> _Your task_
Bring together all lines from the listing below that contain the string "test".

> _Input_
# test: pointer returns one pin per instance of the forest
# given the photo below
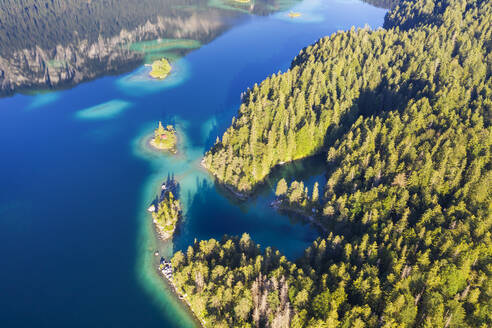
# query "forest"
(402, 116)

--

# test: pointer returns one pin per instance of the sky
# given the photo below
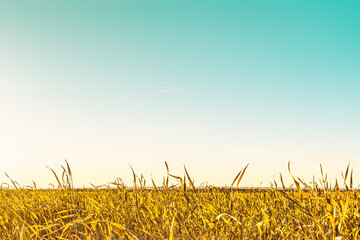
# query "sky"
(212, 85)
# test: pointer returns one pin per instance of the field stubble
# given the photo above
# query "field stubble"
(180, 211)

> _Worked solution_
# test: pointer returns one pin per instance of the forest
# test: pointer returns one pin per instance of the sky
# test: pointer returns one pin per instance of the field stubble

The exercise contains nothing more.